== Objective ==
Copy the listing below word for word, leaving out the pictures.

== Saved entries ==
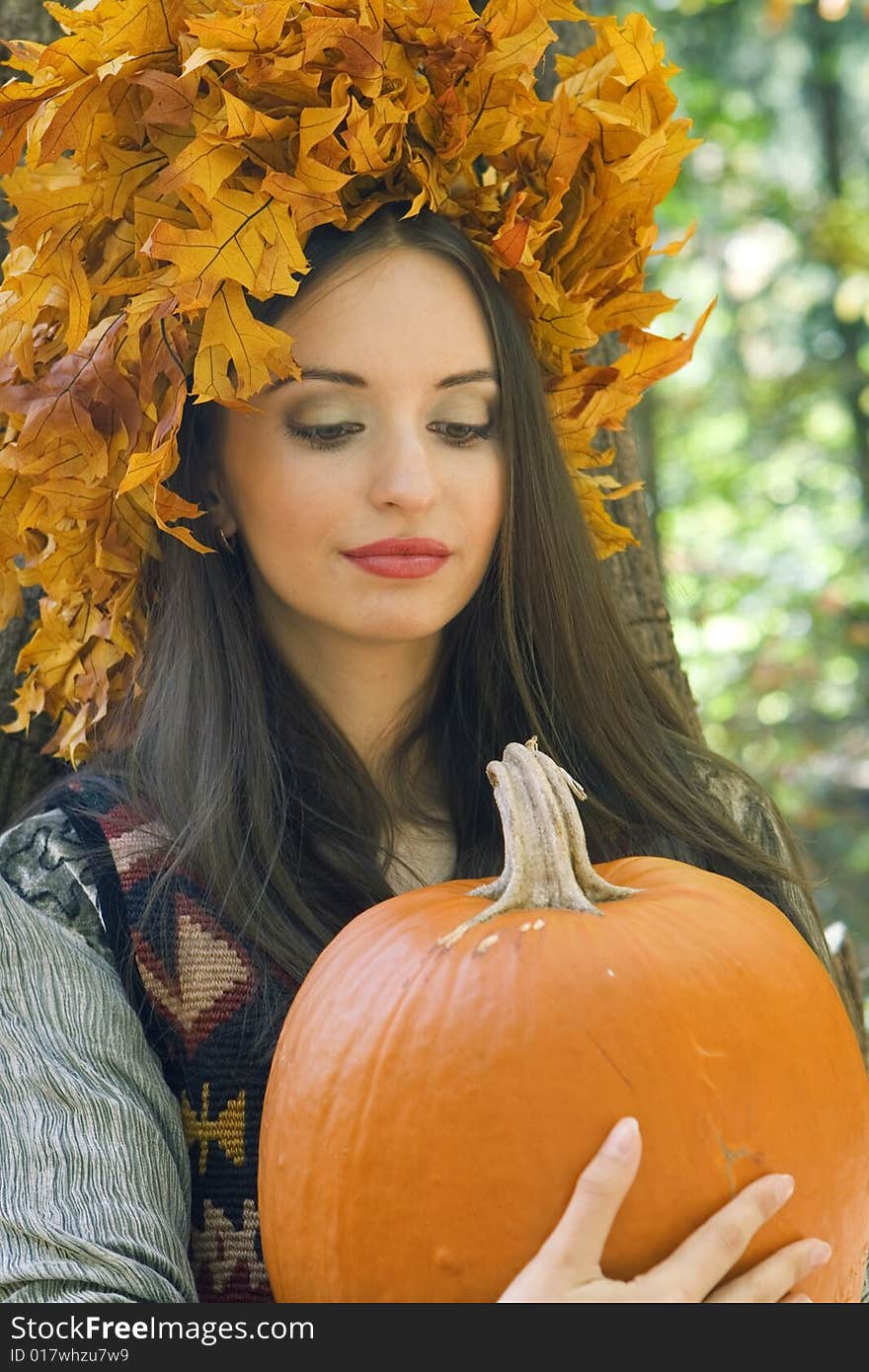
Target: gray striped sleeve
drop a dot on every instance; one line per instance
(94, 1167)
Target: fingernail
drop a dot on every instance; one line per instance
(622, 1139)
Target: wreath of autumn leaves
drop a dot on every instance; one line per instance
(176, 157)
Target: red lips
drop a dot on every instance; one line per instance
(400, 548)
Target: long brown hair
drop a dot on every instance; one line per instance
(267, 800)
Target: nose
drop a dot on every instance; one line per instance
(404, 471)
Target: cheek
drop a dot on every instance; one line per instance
(285, 502)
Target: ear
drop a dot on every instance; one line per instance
(217, 505)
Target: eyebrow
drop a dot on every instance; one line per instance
(326, 373)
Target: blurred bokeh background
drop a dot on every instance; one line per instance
(756, 454)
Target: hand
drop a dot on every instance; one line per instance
(567, 1263)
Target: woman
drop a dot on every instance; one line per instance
(310, 737)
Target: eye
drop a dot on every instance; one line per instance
(474, 432)
(320, 435)
(334, 435)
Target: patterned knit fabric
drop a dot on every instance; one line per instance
(193, 984)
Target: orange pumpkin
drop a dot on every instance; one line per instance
(457, 1054)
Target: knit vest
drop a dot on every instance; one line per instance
(193, 984)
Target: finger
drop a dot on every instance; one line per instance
(581, 1234)
(771, 1279)
(700, 1262)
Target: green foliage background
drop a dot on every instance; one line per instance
(756, 454)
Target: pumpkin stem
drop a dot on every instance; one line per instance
(546, 862)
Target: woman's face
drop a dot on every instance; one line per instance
(403, 450)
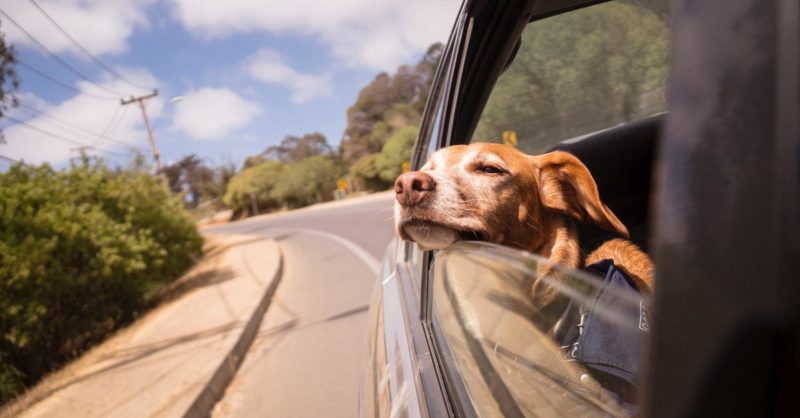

== Response to the task ==
Target: gray striped sleeve
drop a dot on every instance; one line per instance
(94, 1167)
Target: fingernail
drop a dot on every instance; one line per instance
(622, 1139)
Target: wreath of autumn leaves
drop a dot on every instance; one line per instance
(176, 157)
Target: red lips
drop a dot on every instance; one line per instance
(400, 548)
Target: long brown hair
drop a dot on every instance; one line per instance
(267, 800)
Target: nose
drop a dot on every instance; one line per instance
(404, 471)
Target: cheek
drop a dot on every instance; one line per instance
(285, 502)
Target: ear
drop a dot on every instance; one line per instance
(217, 505)
Target: eyebrow
drop a dot on every instance; one line per instance
(326, 373)
Target: blurred bokeh background
drop a dot on every instance; one line per instance
(756, 454)
Target: hand
drop a dot on every instance; one line per instance
(567, 1263)
Target: woman
drop a dot on every instance; one line per instance
(310, 737)
Target: eye
drop a dot on every instance; one line per instance
(474, 432)
(320, 435)
(334, 435)
Target: patterned knit fabric
drop a dot on every instance; one line per instance
(193, 984)
Target: orange pumpkin
drop a dot on every instance; one line per instance
(457, 1054)
Target: knit vest
drop a dot on every instance; one line per instance
(193, 984)
Target: finger
drop a dot on every instance; one line per instance
(581, 1234)
(771, 1279)
(700, 1262)
Target: green foliage background
drop a dot on every instance; one line per instance
(756, 454)
Target: pumpkin stem
drop a dot on every instance; one line per instance
(546, 862)
Target: woman's face
drop a dot on every instance; one line per instance
(403, 450)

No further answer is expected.